> **Task to carry out**:
State how many lines of the items contain the string "instance", giving only the number.

-------- Data listing --------

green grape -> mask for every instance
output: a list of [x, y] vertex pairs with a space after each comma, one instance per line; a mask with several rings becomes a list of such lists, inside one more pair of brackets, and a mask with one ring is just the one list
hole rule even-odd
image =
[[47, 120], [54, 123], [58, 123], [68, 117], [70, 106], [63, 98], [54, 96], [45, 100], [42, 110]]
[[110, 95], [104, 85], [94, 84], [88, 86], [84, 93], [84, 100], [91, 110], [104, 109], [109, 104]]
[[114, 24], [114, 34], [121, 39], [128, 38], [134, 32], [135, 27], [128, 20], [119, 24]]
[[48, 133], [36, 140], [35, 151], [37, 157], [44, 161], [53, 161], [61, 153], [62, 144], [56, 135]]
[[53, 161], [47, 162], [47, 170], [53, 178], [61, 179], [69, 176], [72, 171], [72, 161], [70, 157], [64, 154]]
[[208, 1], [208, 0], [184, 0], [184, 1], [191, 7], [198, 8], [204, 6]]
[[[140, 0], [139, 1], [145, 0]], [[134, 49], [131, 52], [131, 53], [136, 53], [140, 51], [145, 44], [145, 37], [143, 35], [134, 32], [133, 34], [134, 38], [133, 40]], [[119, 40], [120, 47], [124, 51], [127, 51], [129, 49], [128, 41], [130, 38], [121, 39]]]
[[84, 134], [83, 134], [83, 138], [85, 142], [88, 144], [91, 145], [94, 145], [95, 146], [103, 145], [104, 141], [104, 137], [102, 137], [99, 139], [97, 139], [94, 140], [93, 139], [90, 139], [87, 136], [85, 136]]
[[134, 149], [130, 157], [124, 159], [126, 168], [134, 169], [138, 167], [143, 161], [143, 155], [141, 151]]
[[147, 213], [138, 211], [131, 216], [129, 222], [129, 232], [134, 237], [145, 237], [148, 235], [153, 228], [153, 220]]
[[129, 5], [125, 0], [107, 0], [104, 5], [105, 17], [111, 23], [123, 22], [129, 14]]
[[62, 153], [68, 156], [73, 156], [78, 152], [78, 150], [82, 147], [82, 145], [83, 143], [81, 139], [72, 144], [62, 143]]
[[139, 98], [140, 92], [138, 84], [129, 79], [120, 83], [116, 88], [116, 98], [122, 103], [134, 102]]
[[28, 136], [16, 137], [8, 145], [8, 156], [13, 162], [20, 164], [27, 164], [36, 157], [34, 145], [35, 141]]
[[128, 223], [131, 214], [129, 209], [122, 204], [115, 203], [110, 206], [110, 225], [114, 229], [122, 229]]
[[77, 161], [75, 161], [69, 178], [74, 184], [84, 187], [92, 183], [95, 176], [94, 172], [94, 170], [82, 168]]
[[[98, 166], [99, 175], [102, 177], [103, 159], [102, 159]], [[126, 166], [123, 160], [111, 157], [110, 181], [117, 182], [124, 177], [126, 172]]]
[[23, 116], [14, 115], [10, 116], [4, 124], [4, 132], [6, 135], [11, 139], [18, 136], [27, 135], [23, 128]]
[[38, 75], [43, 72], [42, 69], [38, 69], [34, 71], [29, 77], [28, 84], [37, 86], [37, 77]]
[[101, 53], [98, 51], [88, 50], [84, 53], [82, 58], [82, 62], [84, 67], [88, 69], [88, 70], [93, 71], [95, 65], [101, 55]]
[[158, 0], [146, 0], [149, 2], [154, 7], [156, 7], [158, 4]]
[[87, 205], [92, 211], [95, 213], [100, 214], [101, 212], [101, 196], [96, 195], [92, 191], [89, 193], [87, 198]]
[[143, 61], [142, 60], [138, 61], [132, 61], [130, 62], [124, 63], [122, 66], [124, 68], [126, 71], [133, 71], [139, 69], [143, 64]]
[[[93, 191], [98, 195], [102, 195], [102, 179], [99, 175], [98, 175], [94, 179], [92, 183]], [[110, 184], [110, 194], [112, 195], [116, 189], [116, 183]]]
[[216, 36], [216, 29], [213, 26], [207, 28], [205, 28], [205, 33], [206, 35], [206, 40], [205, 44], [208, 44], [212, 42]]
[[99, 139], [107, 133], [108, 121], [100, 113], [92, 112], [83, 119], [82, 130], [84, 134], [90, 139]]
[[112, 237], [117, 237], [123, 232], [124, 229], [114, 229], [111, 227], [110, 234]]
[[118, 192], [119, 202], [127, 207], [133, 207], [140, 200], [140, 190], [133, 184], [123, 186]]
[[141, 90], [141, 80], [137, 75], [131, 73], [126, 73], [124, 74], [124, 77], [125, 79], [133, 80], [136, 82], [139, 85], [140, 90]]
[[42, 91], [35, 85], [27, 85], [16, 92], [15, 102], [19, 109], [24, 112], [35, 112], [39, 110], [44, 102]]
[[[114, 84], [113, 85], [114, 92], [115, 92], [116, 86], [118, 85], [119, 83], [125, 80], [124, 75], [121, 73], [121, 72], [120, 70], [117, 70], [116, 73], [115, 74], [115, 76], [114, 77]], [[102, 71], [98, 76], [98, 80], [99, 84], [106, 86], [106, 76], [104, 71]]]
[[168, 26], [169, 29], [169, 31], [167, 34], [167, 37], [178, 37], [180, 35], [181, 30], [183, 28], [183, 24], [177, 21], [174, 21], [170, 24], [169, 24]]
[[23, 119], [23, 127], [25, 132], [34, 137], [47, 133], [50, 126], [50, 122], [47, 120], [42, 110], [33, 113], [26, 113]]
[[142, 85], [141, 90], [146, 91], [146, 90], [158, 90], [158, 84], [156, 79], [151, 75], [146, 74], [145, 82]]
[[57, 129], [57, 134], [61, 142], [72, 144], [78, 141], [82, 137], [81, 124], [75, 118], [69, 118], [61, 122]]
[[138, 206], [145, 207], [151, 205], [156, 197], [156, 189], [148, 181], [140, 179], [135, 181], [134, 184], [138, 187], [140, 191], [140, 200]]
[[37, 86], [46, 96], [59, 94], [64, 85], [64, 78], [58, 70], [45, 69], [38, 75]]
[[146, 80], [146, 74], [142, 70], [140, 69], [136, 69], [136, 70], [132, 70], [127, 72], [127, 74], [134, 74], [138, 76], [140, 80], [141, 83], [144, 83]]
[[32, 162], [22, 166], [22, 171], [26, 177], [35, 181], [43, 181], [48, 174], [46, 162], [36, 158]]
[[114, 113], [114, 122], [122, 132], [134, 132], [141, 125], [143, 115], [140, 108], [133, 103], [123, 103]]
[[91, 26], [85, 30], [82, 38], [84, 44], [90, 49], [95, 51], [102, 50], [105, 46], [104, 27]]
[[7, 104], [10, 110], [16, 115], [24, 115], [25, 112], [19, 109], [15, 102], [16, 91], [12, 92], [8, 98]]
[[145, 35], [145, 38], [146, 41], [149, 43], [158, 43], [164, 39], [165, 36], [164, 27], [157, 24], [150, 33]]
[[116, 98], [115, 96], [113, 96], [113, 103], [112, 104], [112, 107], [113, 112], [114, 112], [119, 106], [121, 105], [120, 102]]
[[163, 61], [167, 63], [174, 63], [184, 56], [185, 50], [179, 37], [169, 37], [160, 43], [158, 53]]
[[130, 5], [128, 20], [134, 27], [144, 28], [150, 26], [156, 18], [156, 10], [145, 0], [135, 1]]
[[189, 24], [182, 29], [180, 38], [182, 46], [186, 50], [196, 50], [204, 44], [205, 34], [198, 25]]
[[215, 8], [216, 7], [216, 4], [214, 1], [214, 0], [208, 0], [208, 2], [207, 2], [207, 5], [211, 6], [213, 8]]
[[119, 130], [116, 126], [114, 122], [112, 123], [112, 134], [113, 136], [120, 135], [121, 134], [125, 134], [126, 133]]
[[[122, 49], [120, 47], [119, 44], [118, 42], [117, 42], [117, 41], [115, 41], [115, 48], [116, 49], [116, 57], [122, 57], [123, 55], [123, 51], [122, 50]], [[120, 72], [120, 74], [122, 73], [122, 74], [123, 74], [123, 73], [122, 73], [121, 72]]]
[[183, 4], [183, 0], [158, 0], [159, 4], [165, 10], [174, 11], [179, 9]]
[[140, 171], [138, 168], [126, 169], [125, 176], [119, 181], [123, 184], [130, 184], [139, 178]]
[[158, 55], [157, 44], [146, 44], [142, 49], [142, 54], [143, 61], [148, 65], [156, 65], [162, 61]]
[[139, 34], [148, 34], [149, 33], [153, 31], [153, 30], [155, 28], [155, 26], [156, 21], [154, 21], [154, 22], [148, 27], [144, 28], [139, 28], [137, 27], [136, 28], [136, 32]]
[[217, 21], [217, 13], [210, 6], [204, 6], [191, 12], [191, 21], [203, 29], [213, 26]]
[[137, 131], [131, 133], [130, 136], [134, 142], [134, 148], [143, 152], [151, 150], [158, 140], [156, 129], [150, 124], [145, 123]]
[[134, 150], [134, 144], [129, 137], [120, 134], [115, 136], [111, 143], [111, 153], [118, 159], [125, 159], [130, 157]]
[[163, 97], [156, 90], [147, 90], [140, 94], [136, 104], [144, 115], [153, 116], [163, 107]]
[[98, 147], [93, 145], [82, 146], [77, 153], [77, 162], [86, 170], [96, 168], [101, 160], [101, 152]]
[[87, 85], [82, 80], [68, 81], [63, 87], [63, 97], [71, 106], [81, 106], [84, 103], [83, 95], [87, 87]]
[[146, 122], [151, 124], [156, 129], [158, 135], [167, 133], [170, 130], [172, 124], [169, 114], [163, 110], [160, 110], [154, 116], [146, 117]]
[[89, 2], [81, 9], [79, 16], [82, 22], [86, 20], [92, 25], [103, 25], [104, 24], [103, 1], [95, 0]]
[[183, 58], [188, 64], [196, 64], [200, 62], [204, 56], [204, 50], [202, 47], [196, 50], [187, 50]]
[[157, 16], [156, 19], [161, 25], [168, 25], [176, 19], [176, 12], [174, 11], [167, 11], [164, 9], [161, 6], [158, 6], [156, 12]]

--------

> **Full answer**:
2